Here, Hernandez is quick to point out that Cottrell's preemption argument has already been rejected several times. [See 68 at 10-11 (citing cases).] In those cases, the vast majority of which were sua sponte remands, the courts found no preemption primarily based on two related facts: (1) Cottrell was not a party to the CBA; and (2) Cottrell's duties did not arise out of the CBA. See, e.g., Lewis v. Cottrell, Inc., No. WMN-11-2632, 2012 WL 3144625, at *3 (D. Md. July 30, 2012) (citing Longstreet v. Cottrell, Inc., No. 11-CV-1125 (S.D. Ill. Apr. 23, 2012)). Cottrell admits these facts but argues that they are not dispositive. The Court agrees. First, "non-signatories to a CBA can invoke § 301 as a defense to a plaintiff's state law claims." Stringer v. NFL, 474 F. Supp. 2d 894, 901-02 (S.D. Ohio 2007) (collecting cases). Second, "preemption is still possible even if the duty on which the claim is based arises independently of the CBA, so long as resolution of the claim requires interpretation of the CBA." Duerson v. NFL, Inc., No. 12 C 2513, 2012 WL 1658353, at *4 (N.D. Ill. May 11, 2012) (citing In re Bentz, 253 F.3d at 286).

_REQUIRED WORK_:
- A) List every case the court opinion excerpt cites by name.
- B) Show every line of the entries that contains the string "written", matching case exactly.

_THE DATA_:
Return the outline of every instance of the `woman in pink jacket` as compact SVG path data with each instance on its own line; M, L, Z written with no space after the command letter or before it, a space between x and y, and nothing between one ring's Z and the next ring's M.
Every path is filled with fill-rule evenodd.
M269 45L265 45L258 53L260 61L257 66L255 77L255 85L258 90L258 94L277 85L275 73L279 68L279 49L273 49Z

==

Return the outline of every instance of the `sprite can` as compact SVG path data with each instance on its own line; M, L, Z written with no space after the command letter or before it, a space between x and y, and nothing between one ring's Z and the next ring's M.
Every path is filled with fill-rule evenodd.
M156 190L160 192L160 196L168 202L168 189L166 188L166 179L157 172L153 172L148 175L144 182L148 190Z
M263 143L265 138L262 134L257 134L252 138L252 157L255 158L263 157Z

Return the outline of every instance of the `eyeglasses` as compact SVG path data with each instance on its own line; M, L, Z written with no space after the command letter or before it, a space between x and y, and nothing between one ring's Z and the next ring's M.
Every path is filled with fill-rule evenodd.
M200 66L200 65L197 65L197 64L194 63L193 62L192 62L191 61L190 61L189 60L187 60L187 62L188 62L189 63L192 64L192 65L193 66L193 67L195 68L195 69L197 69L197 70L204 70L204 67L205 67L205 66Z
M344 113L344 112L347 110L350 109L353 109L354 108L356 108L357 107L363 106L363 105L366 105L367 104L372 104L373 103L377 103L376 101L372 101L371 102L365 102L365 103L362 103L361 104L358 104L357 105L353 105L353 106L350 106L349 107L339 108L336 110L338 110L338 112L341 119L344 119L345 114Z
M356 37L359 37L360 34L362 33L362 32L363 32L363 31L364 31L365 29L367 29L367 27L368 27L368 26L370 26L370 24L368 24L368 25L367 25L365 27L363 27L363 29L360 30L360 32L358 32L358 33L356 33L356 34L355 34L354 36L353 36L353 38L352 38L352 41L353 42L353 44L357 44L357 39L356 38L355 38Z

_THE ANSWERS_:
- A)
- Lewis v. Cottrell, Inc.
- Longstreet v. Cottrell, Inc.
- Stringer v. NFL
- Duerson v. NFL, Inc.
- In re Bentz

- B)
Return the outline of every instance of the `woman in pink jacket` as compact SVG path data with each instance on its own line; M, L, Z written with no space after the command letter or before it, a space between x and y, and nothing between one ring's Z and the next ring's M.
Return the outline of every instance of the `sprite can` as compact SVG path data with each instance on its own line; M, L, Z written with no space after the command letter or before it, a space between x and y, and nothing between one ring's Z and the next ring's M.
Return the outline of every instance of the `eyeglasses` as compact SVG path data with each instance on its own line; M, L, Z written with no space after the command letter or before it, a space between x and y, and nothing between one ring's Z and the next ring's M.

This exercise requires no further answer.